*REQUIREMENTS:*
(a) For each statement, say whether it agrees with the jazzahead! text, answering yes or no and quoting the deciding words: (i) jazzahead! premiered in 2006; (ii) the trade fair takes place in Hall 6 of MESSE Bremen; (iii) the festival in Bremen is meant only for jazz professionals.
(b) Summarize the jazzahead! text in two sentences.
(c) Please retype the stretch of the jazzahead! text from "jazzahead! is an" through "a broad audience.".

*READING TEXT:*
──────────
= Jazzahead =

German trade fair & festival

jazzahead! is an annual trade fair and festival for jazz, held in the German city of Bremen.

Since its premiere in 2006, the event has grown to include a culture festival in and around Bremen, in addition to the four-day trade fair. The international music trade fair with its integrated showcase festival focusses in jazz, while the festival in Bremen is for a broad audience.

jazzahead! is organized by a team of Messe Bremen, a division of M3B GmbH Bremen. The artistic direction team is formed by Ulrich Beckerhoff, former professor for jazz trumpet and renowned jazz trumpeter and Peter Schulze, director of Sendesaal Bremen and former director of Jazzfest Berlin. The 2020 jazzahead! trade fair is scheduled for between 23 and 26 April. The trade fair is held in Hall 6 of MESSE Bremen (Bremen Exhibition Center). The jazzahead! festival will start around ten days before.

== Trade fair ==
As a meeting point for the international jazz scene jazzahead! includes an exhibition, showcase festival, panels and conferences. Exhibitors and participants include protagonists from a wide range of the jazz business, such as bookers, club promoters, venues, talent agencies, festival directors, musicians and artists, media representatives and many more.
──────────
[Rows from a dataset]
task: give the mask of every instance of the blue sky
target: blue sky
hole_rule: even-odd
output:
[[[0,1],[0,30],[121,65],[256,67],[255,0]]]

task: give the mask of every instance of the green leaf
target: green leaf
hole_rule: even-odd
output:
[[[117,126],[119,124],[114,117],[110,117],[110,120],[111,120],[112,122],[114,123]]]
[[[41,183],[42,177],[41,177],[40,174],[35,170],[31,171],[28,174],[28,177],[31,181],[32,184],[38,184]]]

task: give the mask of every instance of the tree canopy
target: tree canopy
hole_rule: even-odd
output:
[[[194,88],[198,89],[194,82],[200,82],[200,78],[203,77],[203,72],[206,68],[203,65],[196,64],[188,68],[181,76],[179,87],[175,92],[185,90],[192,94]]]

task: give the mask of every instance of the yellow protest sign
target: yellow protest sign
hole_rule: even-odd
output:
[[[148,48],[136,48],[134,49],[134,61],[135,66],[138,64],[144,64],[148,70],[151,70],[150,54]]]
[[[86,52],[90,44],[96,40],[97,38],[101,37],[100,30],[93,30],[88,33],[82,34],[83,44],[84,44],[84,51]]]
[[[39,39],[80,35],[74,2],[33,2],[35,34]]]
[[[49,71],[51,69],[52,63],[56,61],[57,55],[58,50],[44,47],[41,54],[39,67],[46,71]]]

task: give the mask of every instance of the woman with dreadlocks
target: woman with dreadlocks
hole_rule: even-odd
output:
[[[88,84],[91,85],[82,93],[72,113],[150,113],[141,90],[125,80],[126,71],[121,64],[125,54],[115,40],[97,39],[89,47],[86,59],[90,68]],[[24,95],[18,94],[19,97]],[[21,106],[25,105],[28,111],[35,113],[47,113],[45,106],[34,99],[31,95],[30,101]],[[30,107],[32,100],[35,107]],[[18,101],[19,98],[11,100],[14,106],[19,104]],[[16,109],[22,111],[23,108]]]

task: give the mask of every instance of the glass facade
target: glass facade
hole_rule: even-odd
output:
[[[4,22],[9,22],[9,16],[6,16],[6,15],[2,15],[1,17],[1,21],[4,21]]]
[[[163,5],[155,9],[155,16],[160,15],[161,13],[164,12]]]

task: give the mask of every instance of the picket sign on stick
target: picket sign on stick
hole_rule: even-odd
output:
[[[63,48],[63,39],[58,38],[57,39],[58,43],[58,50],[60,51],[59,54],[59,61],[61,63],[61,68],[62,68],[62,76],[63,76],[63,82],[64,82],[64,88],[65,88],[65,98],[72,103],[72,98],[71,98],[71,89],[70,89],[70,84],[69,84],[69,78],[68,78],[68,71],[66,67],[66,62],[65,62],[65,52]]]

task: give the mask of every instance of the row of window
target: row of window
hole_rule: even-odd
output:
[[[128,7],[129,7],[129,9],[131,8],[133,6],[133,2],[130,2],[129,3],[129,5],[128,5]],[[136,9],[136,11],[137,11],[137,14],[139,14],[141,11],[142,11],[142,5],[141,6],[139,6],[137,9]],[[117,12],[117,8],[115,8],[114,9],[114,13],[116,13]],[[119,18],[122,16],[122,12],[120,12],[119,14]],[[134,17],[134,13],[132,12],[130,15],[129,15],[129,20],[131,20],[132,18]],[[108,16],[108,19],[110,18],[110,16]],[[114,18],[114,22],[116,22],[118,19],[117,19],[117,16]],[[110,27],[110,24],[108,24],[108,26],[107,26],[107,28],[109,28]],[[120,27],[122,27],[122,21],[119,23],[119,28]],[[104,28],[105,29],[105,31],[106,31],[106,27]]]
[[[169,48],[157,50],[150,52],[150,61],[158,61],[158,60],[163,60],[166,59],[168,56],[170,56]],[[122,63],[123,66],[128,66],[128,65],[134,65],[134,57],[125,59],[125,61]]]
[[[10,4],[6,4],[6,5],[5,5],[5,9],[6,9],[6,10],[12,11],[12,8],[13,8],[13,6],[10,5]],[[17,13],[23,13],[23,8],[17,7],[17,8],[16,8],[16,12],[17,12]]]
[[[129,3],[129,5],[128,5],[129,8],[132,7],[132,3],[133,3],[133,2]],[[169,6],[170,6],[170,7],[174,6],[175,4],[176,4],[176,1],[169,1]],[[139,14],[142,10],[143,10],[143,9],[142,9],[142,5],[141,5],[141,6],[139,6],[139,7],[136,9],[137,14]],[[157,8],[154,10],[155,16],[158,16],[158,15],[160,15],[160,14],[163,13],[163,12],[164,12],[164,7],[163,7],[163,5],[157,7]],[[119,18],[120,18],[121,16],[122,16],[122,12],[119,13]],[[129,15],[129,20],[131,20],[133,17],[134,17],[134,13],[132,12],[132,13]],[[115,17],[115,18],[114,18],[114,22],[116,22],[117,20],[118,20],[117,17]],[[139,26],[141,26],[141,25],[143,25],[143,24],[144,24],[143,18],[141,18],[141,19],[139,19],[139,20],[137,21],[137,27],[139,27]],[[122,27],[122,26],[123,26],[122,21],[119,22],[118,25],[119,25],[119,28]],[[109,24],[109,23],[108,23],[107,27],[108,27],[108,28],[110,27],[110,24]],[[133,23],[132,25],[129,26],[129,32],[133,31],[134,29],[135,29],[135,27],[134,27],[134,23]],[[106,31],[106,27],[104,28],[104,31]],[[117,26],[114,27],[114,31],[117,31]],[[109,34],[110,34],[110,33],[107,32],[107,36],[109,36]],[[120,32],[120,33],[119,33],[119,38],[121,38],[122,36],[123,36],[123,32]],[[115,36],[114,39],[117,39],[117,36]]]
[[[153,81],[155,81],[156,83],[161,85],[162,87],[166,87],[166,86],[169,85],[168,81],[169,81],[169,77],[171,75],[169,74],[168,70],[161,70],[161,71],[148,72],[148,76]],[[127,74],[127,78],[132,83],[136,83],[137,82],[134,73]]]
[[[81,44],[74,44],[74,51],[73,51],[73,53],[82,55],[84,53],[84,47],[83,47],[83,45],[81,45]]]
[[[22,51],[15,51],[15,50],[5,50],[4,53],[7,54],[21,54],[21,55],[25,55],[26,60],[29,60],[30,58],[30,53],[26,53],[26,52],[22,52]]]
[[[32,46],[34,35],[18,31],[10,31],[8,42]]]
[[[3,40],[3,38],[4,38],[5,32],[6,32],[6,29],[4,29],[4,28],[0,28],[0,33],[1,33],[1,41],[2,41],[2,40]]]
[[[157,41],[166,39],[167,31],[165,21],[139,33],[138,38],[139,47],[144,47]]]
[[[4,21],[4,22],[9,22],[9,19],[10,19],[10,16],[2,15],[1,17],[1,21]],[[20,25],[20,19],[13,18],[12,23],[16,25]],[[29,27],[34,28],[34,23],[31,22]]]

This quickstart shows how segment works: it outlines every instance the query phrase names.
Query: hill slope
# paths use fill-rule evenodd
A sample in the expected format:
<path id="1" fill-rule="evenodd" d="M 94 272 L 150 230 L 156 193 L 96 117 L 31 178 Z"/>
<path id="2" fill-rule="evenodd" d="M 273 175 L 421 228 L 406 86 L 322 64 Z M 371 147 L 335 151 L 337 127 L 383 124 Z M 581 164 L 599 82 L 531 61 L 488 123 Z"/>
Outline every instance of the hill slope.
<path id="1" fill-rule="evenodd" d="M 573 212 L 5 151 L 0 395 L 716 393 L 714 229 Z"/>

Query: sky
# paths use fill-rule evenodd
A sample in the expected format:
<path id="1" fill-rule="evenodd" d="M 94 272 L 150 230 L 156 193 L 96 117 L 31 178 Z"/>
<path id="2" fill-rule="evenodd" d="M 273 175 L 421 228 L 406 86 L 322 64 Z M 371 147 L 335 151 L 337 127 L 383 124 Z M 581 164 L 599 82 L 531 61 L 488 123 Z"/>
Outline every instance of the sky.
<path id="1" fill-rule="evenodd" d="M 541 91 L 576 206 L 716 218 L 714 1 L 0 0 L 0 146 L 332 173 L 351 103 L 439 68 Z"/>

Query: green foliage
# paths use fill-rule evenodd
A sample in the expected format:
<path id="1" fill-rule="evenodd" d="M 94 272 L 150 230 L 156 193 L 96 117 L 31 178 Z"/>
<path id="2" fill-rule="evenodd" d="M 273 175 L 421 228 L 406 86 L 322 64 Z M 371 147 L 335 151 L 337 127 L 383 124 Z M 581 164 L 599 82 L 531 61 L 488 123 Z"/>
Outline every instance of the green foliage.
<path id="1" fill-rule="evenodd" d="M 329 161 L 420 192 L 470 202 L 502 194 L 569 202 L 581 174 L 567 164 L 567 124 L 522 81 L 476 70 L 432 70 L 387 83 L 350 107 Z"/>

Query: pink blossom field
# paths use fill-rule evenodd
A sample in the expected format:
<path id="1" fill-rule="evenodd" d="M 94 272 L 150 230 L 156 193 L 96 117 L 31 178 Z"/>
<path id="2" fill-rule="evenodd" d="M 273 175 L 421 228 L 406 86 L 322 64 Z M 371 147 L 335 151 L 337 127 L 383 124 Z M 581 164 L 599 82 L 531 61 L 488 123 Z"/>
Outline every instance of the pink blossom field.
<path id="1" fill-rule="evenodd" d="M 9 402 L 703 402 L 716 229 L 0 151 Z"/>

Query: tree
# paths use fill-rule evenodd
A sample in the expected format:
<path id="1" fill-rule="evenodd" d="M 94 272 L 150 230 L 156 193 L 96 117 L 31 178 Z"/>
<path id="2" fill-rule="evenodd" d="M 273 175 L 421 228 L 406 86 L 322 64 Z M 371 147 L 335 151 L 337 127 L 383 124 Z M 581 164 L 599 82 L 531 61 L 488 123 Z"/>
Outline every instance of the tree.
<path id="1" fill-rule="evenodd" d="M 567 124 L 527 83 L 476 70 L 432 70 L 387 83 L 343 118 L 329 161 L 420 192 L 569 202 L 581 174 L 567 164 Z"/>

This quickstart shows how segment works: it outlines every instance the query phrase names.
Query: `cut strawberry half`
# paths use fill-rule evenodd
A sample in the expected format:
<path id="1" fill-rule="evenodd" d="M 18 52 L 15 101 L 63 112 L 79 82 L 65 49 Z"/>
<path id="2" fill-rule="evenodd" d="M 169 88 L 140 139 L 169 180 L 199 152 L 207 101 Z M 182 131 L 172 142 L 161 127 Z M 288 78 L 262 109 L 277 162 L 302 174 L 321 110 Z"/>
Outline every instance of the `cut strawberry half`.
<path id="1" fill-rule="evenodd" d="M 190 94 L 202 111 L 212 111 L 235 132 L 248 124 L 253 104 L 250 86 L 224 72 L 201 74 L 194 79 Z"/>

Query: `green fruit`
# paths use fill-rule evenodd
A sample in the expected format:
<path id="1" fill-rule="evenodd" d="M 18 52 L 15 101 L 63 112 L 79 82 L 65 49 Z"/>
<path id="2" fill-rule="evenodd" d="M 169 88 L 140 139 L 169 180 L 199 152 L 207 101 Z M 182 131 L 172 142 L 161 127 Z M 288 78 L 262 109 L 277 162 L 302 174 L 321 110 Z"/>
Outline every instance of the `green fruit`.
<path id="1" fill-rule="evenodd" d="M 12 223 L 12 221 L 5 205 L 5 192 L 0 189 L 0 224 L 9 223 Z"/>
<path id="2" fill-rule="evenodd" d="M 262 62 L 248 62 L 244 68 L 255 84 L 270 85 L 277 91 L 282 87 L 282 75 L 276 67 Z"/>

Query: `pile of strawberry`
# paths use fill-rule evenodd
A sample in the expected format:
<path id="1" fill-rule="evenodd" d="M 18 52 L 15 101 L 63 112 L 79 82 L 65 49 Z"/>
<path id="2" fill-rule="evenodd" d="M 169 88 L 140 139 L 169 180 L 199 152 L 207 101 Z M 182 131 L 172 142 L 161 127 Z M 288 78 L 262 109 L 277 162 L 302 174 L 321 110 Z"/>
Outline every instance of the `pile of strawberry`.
──────────
*SOLUTIONS TO THE PROBLEMS:*
(a)
(i) Yes: "Since its premiere in 2006"
(ii) Yes: "The trade fair is held in Hall 6 of MESSE Bremen (Bremen Exhibition Center)."
(iii) No: "the festival in Bremen is for a broad audience."

(b) jazzahead! is an annual jazz trade fair and festival in Bremen, Germany, which since its 2006 premiere has grown to include a culture festival in and around the city alongside its four-day trade fair. Organized by a team of Messe Bremen, it serves as a meeting point for the international jazz scene, with an exhibition, showcase festival, panels and conferences.

(c)
jazzahead! is an annual trade fair and festival for jazz, held in the German city of Bremen.

Since its premiere in 2006, the event has grown to include a culture festival in and around Bremen, in addition to the four-day trade fair. The international music trade fair with its integrated showcase festival focusses in jazz, while the festival in Bremen is for a broad audience.